- _Page text_:
━━━━━━━━
Posted on 05/06/2003 1:40:52 PM PDT by stainlessbanner
High-tech CEOs have seen the future, and it is rosy, a survey says.
Despite the continued economic downturn, the CEOs of North America's fastest-growing technology companies remain confident their companies will maintain the record-high growth rates they have enjoyed over the past five years, the 2003 Deloitte Touche's Technology Fast 500 report reported.
The survey of more than 200 CEOs included 16 chief executives of Canadian companies.
Of the respondents, 59 per cent said they are very or extremely confident their companies will maintain their high levels of growth. Companies in the Fast 500 posted an average growth rate of 6,772 per cent over a five-year period (1997 to 2001).
Nearly a quarter (24 per cent) of CEOs surveyed say they are somewhat confident about maintaining their growth rates, while 17 per cent indicate they are not very confident or pessimistic.
Despite the brash confidence, however, 88 per cent of CEOs reported that the key to economic recovery was regaining investor confidence in corporate executives in the post-Enron era.
Decreased confidence in equity markets has made raising capital substantially more difficult, Calgary-based Impact Blue Inc. CEO Ryan McDonald said. His company was at number 170 on the 2002 Fast 500 list.
To help their vision become a reality, CEOs are continuing to slash costs. More than half the CEOs surveyed (53 per cent) said they are containing administrative and travel costs as a way to boost the bottom line, up significantly from 27 per cent last year.
━━━━━━━━
- _Records supplied_:
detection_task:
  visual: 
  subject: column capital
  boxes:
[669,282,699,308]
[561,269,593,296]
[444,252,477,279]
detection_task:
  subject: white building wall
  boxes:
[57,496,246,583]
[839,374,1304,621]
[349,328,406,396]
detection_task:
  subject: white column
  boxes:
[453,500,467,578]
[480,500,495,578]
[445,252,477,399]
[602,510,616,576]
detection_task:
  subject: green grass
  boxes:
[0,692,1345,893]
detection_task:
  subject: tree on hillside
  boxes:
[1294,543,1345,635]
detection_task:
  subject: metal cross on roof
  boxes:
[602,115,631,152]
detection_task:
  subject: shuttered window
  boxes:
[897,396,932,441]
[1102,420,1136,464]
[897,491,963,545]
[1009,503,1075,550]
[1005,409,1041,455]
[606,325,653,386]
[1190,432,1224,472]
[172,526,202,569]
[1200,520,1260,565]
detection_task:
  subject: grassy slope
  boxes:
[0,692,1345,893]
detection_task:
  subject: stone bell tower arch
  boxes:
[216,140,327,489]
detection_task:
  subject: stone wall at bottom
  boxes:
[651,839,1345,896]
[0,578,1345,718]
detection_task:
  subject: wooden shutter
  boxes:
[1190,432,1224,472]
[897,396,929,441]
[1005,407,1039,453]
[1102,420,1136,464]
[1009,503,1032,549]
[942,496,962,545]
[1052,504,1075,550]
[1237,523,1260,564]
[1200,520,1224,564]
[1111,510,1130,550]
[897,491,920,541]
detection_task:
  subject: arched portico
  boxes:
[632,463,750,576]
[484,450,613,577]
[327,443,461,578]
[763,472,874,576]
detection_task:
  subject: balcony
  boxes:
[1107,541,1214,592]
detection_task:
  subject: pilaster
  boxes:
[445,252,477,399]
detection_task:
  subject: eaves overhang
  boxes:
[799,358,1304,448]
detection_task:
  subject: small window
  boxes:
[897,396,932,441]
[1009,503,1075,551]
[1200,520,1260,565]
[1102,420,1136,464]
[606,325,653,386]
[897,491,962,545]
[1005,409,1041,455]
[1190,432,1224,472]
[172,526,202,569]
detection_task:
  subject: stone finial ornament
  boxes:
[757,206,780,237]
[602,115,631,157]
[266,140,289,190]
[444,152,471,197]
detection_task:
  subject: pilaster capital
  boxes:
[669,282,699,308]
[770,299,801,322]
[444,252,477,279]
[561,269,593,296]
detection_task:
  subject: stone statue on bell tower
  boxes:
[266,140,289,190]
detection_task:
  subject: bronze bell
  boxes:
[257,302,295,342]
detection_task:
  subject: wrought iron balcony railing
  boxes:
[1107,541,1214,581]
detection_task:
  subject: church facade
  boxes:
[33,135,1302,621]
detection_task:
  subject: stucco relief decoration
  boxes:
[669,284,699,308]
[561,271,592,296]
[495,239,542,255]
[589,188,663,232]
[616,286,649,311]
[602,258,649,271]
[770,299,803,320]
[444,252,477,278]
━━━━━━━━
- _Instruction_:
Summarize the article on the technology CEO survey in two sentences. The entries were taken from a separate source and have no connection to the text.

- _Answer_:
The 2003 Deloitte Touche Technology Fast 500 survey of more than 200 CEOs of North America's fastest-growing technology companies found that 59 percent were very or extremely confident of maintaining their high growth rates despite the continued economic downturn. Even so, 88 percent said the key to economic recovery was regaining investor confidence in corporate executives, and 53 percent reported containing administrative and travel costs, up from 27 percent the year before.